- **PROBLEM STATEMENT**
Pull out every line in the entries below that contains the string "muddy". Case counts.
========================
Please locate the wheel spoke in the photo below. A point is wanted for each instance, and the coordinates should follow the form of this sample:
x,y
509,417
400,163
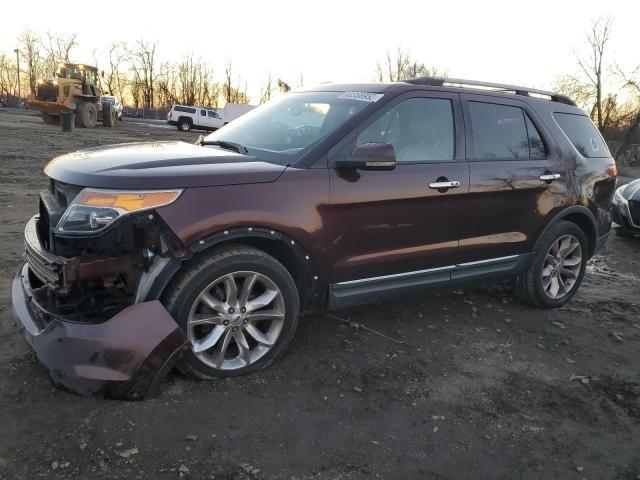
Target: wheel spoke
x,y
265,315
262,301
569,249
219,356
563,287
213,303
243,347
554,287
573,261
546,271
205,319
258,335
209,341
247,286
231,290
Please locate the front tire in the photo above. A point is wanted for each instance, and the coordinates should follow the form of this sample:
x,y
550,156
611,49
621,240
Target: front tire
x,y
239,308
554,272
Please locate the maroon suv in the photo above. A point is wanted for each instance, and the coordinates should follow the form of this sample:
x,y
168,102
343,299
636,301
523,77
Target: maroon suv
x,y
149,255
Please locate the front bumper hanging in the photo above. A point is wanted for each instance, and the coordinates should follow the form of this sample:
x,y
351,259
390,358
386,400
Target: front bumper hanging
x,y
124,357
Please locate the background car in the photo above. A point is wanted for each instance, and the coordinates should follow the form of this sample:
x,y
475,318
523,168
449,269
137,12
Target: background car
x,y
117,105
626,209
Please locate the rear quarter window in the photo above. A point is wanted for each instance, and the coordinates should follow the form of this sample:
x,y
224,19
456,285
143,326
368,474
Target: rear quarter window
x,y
583,134
184,109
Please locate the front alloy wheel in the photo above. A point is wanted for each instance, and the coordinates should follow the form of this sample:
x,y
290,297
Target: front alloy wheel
x,y
236,320
238,307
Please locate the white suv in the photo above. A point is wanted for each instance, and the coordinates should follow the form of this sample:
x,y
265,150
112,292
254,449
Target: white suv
x,y
187,118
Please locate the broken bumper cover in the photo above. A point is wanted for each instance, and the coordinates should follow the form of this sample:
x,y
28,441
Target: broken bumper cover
x,y
125,357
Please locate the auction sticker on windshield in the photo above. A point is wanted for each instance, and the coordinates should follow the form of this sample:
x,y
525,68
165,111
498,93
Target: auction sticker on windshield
x,y
362,96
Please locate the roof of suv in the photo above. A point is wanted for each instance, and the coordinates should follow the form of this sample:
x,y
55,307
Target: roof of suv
x,y
451,84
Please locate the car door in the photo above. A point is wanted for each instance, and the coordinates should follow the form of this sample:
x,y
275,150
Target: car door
x,y
399,228
517,178
213,119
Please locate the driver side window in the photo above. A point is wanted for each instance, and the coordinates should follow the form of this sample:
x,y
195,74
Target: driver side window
x,y
420,129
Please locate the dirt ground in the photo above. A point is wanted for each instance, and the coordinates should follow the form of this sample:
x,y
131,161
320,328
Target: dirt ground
x,y
454,385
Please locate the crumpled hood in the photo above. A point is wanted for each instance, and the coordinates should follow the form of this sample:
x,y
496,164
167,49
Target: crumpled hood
x,y
159,165
631,190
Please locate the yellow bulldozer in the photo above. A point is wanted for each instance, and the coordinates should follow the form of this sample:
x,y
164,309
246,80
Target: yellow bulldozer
x,y
73,89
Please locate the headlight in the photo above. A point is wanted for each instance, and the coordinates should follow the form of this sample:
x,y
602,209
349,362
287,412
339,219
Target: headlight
x,y
94,210
617,196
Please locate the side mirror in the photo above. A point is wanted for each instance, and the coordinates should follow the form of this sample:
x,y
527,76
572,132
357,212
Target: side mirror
x,y
370,156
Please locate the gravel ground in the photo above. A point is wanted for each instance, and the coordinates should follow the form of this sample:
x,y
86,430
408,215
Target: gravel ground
x,y
465,384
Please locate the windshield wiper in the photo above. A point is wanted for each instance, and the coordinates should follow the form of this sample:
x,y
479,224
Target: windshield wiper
x,y
223,144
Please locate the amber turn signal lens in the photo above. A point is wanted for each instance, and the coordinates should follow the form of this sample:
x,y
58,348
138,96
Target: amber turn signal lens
x,y
127,201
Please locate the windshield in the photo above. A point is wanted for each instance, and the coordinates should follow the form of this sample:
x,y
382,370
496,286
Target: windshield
x,y
282,129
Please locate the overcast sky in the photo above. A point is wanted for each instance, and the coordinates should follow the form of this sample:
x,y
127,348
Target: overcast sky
x,y
341,41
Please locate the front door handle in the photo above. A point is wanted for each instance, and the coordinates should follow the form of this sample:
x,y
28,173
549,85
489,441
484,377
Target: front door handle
x,y
549,177
443,185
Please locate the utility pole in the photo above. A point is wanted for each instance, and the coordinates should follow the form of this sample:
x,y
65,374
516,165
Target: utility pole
x,y
18,62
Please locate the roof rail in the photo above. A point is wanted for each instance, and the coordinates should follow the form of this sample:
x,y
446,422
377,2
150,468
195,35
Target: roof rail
x,y
525,91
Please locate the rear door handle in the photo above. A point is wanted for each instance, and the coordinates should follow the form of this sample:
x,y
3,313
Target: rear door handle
x,y
444,185
549,177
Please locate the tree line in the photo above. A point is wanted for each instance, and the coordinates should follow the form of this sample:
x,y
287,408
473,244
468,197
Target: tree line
x,y
131,71
610,94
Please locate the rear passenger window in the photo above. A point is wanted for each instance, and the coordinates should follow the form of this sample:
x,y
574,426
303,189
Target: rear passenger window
x,y
537,150
583,134
499,132
420,129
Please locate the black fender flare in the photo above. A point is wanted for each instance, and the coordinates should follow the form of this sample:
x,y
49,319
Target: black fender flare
x,y
574,210
153,283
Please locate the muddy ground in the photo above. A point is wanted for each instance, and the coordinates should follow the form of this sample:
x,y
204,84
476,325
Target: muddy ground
x,y
453,385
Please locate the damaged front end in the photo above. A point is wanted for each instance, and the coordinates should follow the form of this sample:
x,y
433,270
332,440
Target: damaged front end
x,y
87,296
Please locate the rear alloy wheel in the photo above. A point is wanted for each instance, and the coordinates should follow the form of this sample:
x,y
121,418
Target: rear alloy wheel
x,y
562,266
556,268
236,320
238,307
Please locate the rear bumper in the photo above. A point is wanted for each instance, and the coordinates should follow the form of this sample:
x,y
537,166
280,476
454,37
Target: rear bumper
x,y
622,216
124,357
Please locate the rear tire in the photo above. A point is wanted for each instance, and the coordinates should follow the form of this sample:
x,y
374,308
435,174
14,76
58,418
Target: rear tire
x,y
264,328
87,115
530,285
50,119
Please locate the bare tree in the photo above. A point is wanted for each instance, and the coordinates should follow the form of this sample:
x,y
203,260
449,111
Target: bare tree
x,y
283,86
400,66
143,68
56,49
592,67
265,94
29,47
8,76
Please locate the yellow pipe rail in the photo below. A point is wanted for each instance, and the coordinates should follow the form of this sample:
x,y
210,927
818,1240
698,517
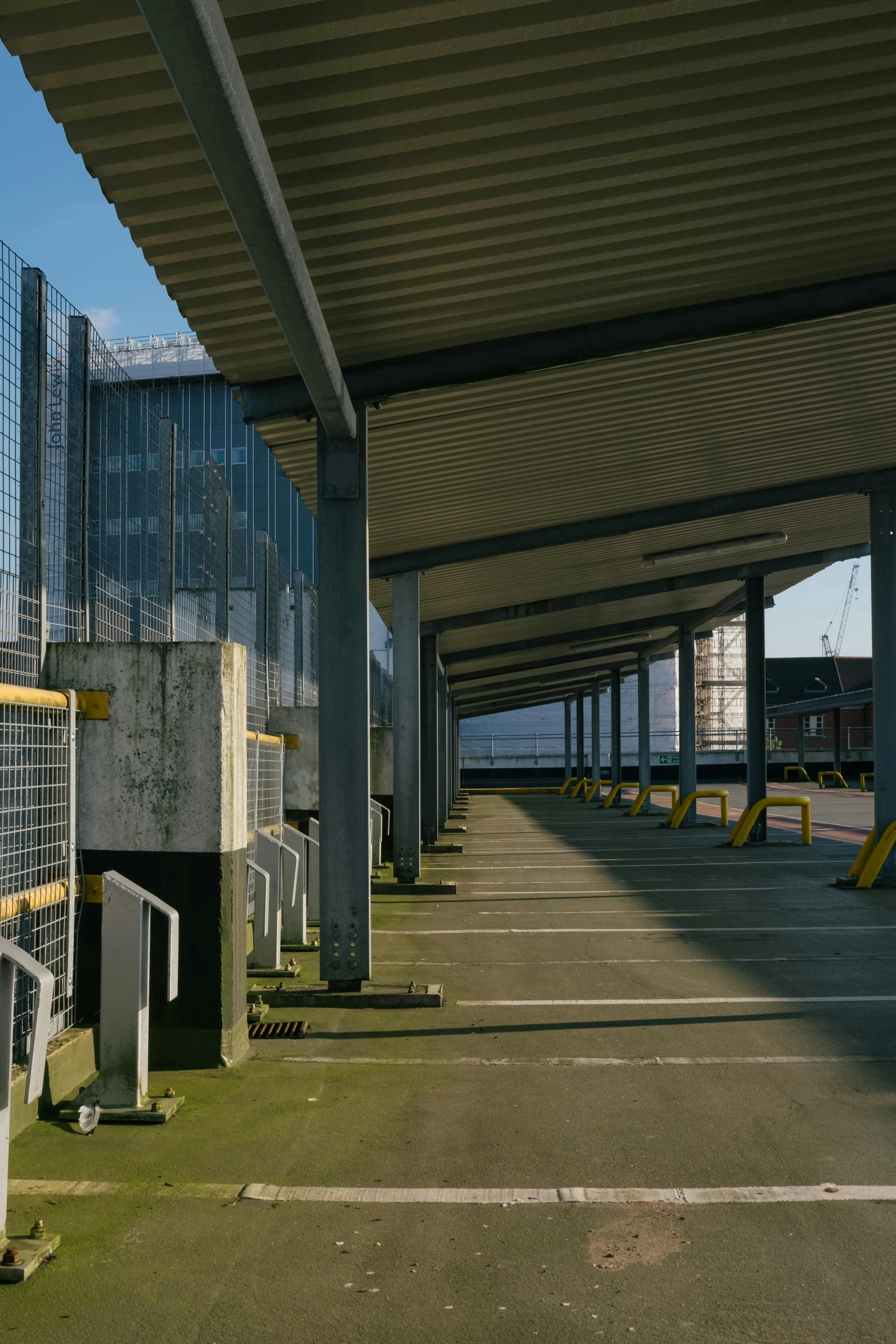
========================
- **OUTPUT**
Please locate the muddy ground in the photo above. A point is wanted for each instance, and the coordinates should follow the form of this sample:
Target: muddy ground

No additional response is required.